• DATA SECTION:

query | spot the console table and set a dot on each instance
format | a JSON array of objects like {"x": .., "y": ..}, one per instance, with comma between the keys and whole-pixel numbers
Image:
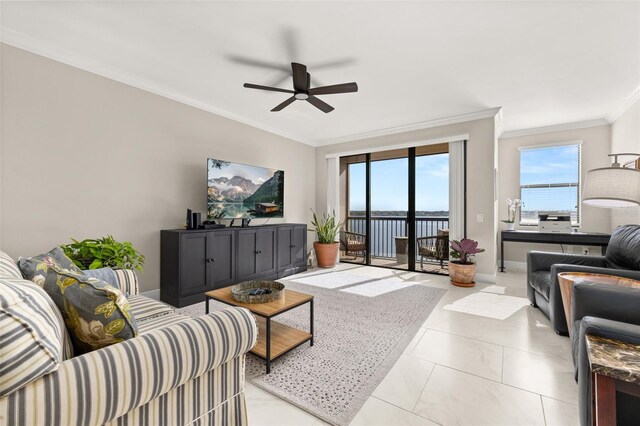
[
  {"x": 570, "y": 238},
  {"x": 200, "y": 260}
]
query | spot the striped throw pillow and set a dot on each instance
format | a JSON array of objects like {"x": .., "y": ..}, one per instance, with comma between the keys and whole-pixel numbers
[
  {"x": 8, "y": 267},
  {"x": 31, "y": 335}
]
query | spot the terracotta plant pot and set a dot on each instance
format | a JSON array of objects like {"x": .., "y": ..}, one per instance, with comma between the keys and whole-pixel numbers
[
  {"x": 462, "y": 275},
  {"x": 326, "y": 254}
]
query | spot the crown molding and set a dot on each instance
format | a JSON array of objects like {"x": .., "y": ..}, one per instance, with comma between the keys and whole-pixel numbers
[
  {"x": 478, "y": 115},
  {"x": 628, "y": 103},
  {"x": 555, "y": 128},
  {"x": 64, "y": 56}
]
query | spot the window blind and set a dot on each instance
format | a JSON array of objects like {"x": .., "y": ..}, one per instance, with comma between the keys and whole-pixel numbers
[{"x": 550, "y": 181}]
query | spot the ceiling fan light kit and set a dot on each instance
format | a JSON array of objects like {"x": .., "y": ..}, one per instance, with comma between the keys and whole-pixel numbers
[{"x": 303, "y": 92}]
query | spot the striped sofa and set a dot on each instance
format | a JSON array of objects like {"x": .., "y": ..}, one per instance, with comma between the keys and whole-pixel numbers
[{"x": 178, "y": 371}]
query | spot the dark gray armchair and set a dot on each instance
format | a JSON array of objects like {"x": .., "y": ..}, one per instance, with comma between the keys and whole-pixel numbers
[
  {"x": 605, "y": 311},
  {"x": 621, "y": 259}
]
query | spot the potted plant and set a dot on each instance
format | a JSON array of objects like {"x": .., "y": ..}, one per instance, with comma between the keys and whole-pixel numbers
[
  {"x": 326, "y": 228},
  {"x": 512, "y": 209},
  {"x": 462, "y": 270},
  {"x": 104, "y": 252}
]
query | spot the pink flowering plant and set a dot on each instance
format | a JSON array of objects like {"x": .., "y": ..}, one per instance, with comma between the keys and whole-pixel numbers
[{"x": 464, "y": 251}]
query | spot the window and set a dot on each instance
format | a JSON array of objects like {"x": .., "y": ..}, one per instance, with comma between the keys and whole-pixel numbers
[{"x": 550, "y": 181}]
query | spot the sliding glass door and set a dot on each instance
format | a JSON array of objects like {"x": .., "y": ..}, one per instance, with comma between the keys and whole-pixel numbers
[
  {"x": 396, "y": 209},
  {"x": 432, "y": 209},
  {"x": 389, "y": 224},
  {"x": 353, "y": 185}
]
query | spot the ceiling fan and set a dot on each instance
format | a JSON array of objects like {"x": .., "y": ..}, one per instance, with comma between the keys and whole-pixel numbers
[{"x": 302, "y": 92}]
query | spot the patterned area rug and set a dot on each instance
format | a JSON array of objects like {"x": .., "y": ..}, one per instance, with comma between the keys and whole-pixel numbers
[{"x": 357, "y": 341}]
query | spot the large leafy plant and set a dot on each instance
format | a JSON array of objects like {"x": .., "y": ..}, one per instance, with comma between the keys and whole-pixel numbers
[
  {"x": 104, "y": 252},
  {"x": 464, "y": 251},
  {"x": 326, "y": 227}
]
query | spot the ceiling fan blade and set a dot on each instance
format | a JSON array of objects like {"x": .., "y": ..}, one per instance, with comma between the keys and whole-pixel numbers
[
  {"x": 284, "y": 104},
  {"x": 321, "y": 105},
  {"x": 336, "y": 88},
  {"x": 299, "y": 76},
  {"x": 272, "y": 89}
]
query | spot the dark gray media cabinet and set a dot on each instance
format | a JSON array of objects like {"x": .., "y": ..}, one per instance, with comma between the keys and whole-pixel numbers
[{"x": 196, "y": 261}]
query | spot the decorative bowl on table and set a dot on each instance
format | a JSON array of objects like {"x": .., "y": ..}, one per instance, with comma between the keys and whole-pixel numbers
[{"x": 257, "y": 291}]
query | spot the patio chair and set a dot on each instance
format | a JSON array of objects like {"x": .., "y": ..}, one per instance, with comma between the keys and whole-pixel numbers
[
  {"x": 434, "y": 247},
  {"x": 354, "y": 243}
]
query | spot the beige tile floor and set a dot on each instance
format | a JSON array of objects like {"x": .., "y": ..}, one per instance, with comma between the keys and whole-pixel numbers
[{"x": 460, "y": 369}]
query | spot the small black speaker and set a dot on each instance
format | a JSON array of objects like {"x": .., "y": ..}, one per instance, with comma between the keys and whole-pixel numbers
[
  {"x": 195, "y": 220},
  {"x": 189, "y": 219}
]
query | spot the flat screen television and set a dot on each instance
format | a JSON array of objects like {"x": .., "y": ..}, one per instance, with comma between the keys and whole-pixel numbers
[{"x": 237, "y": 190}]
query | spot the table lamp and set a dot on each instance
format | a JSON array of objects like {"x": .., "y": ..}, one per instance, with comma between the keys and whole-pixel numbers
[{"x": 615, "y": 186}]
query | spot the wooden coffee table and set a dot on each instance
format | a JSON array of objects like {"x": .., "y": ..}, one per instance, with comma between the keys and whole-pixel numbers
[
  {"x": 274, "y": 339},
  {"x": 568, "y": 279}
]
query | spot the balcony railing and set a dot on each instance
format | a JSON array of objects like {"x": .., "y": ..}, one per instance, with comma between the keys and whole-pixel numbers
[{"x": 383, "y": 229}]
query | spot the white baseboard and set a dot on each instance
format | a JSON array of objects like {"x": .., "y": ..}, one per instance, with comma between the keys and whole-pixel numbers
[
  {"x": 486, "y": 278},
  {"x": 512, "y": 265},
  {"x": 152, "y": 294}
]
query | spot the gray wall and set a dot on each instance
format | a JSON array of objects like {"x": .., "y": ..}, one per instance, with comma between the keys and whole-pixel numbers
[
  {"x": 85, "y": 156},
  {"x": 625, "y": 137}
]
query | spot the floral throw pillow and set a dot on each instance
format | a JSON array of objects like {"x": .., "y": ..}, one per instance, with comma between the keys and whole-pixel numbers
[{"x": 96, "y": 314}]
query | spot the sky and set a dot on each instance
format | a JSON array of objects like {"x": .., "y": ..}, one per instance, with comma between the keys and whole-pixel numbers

• REQUIREMENT:
Every line in the listing above that mentions "ceiling" should be returned.

• RESULT BELOW:
query | spot the ceiling fan light kit and set a dot on each instance
query | spot the ceiling fan and set a dot on each instance
query | spot the ceiling fan blade and set a dot on each instance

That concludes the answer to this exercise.